» **Aim of the task**: Give back every record word for word, keeping the pictures out.

[Region pointing data]

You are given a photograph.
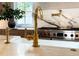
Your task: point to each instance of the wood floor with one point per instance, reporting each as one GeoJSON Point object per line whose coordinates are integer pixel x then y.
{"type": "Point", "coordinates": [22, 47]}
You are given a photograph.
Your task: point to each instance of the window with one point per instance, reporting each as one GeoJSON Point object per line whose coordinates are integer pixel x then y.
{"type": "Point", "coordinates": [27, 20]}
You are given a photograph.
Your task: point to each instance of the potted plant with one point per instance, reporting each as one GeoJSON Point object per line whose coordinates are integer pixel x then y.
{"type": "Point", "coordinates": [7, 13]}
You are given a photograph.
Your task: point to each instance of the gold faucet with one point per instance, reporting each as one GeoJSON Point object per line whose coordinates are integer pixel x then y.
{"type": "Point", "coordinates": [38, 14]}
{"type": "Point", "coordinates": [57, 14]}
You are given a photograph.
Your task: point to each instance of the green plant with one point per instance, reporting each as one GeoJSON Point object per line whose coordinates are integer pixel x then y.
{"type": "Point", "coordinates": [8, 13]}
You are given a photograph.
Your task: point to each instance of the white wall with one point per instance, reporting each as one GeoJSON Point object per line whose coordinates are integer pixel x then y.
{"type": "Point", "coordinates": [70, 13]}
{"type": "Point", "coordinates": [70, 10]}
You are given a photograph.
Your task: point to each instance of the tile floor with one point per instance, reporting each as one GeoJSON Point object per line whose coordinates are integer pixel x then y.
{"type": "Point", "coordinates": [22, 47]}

» **Written response**:
You are given a photograph.
Your task: point to each instance of the wood floor with one point per instance, reporting each as one GeoJSON Point object per line whose coordinates are integer pixel x then y.
{"type": "Point", "coordinates": [22, 47]}
You are given a photograph.
Your task: point to each instance of the window with one point per instance, reporting each as one GeoJSON Point object per line whose coordinates are integer pixel x then y.
{"type": "Point", "coordinates": [27, 20]}
You are given a photograph.
Your task: point to each instance of the potted plant with one point per instance, reporting each as one GeoJSON Point object per line whose coordinates are integer pixel x then y.
{"type": "Point", "coordinates": [7, 13]}
You are given a photograph.
Your task: point to each instance of the gold faucet with one point per instance, reporting each as one GeoJSON Point object per line whose coordinates are integer pixel x then y.
{"type": "Point", "coordinates": [38, 14]}
{"type": "Point", "coordinates": [57, 14]}
You are given a photograph.
Your task: point to each instance of the green plant with one point per instance, reporting each as one GeoJSON Point object per line whose coordinates are integer pixel x then y.
{"type": "Point", "coordinates": [8, 13]}
You are given a photograph.
Your task: point to each instance of the white wall with one point per instance, reporting each as one GeoJSON Point object per line whose coordinates are integer pixel x then y.
{"type": "Point", "coordinates": [70, 13]}
{"type": "Point", "coordinates": [70, 10]}
You are given a photograph.
Your task: point to each instance of the tile floor with one point per instance, reporting each as one GeoJSON Point object per line whose coordinates are integer pixel x then y.
{"type": "Point", "coordinates": [22, 47]}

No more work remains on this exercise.